## Source data
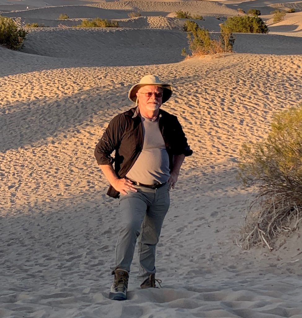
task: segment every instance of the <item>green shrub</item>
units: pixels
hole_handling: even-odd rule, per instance
[[[69,19],[69,17],[65,13],[64,14],[61,14],[59,16],[59,20],[66,20]]]
[[[275,117],[266,140],[243,145],[239,179],[258,186],[242,229],[242,247],[273,248],[302,219],[302,105]]]
[[[233,52],[233,46],[235,42],[235,38],[233,36],[233,33],[231,29],[226,27],[222,23],[219,24],[220,27],[220,38],[221,45],[225,52]]]
[[[178,19],[192,19],[192,16],[188,12],[181,10],[175,12],[176,17]]]
[[[232,32],[223,24],[220,27],[220,37],[218,40],[211,38],[209,30],[201,28],[194,21],[186,21],[184,30],[189,32],[188,43],[192,56],[232,52],[234,39]],[[183,49],[181,54],[186,55],[185,49]]]
[[[119,26],[117,21],[97,17],[92,20],[83,20],[81,24],[75,26],[78,28],[118,28]]]
[[[261,15],[261,12],[260,10],[257,9],[249,9],[247,10],[248,14],[252,14],[253,16]]]
[[[258,17],[229,17],[225,25],[232,32],[267,33],[269,31],[267,26]]]
[[[276,12],[273,17],[273,22],[280,22],[284,19],[286,13],[284,11],[279,11]]]
[[[32,23],[26,23],[25,25],[26,28],[45,28],[45,25],[44,23],[41,23],[39,24],[36,22],[33,22]]]
[[[27,34],[12,19],[0,16],[0,44],[8,49],[19,50],[23,47]]]
[[[133,11],[128,13],[127,15],[130,18],[137,18],[138,17],[141,17],[140,11]]]
[[[186,21],[184,24],[183,30],[187,32],[196,31],[199,28],[198,24],[194,21]]]

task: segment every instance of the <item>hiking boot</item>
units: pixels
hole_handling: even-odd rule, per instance
[[[127,299],[127,288],[129,274],[127,271],[117,268],[112,272],[114,281],[111,286],[109,298],[113,300],[125,300]]]
[[[159,288],[157,287],[155,285],[155,282],[157,281],[158,285],[161,287],[160,283],[162,281],[160,279],[155,279],[155,274],[151,274],[149,277],[140,286],[140,288],[142,289],[145,288]]]

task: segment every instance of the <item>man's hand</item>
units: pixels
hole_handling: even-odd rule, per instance
[[[168,180],[168,183],[169,184],[169,190],[170,190],[171,188],[173,189],[175,189],[178,175],[178,173],[173,172],[172,171],[170,172],[170,177]]]
[[[127,194],[129,191],[138,191],[133,187],[132,182],[127,179],[117,179],[112,182],[111,185],[122,194]]]

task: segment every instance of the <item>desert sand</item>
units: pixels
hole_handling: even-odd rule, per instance
[[[272,252],[242,250],[256,189],[236,178],[243,143],[263,140],[277,112],[302,102],[301,3],[277,3],[297,12],[274,24],[270,0],[183,2],[0,0],[19,25],[51,27],[30,29],[21,51],[0,46],[1,318],[302,317],[301,231]],[[236,34],[234,53],[183,60],[175,11],[192,8],[217,32],[238,7],[263,8],[270,32]],[[143,16],[129,18],[136,9]],[[96,16],[123,27],[69,27]],[[118,302],[108,294],[122,216],[93,152],[147,74],[173,86],[162,107],[194,153],[158,246],[163,288],[139,288],[136,253],[129,299]]]

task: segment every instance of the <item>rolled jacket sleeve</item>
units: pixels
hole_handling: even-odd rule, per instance
[[[174,123],[175,129],[173,129],[174,133],[173,140],[174,142],[173,143],[172,147],[173,154],[176,155],[183,154],[186,157],[191,156],[193,152],[188,144],[187,138],[183,130],[181,125],[176,117],[175,119],[175,121]]]

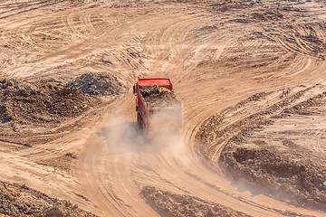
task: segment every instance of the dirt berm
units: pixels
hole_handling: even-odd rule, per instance
[[[62,124],[101,107],[104,102],[98,96],[115,96],[123,89],[117,78],[103,72],[86,73],[67,83],[1,79],[0,137],[12,141],[9,137],[70,130]]]
[[[96,216],[68,201],[47,196],[26,185],[0,182],[0,215],[35,217]]]

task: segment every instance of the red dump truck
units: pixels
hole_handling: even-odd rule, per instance
[[[173,93],[171,80],[167,78],[139,79],[133,86],[136,96],[137,122],[140,128],[179,130],[181,103]]]

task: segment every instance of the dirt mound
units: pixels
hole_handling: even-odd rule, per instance
[[[28,146],[43,142],[41,137],[23,142],[22,137],[71,130],[73,123],[66,125],[67,121],[103,104],[95,95],[116,95],[122,88],[106,73],[84,74],[67,83],[54,79],[33,82],[0,79],[1,139]],[[54,137],[46,141],[51,139]]]
[[[276,150],[230,146],[224,150],[220,163],[235,180],[244,179],[297,205],[326,210],[326,174],[313,164],[289,159]]]
[[[96,101],[73,89],[14,79],[0,80],[0,99],[1,122],[19,124],[60,122],[60,118],[76,117]]]
[[[145,100],[152,107],[166,107],[178,103],[176,95],[168,89],[158,87],[156,85],[140,90]]]
[[[90,96],[118,95],[125,87],[117,77],[106,72],[91,72],[81,75],[67,84]]]
[[[0,182],[0,213],[4,216],[96,216],[24,184]]]
[[[249,216],[218,203],[145,186],[141,193],[162,216]]]

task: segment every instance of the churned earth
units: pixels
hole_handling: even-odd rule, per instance
[[[325,215],[324,1],[4,0],[0,20],[0,215]],[[147,141],[131,87],[158,76],[183,126]]]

## Exercise task
Show each line of the records that contains the string "item", copied in full.

## Full output
task: segment every instance of the <item>green shrub</item>
task: segment every instance of the <item>hiking boot</item>
task: segment every instance of the <item>man's hand</item>
task: segment every instance of the <item>desert sand</item>
task: segment every instance of the <item>rolled jacket sleeve</item>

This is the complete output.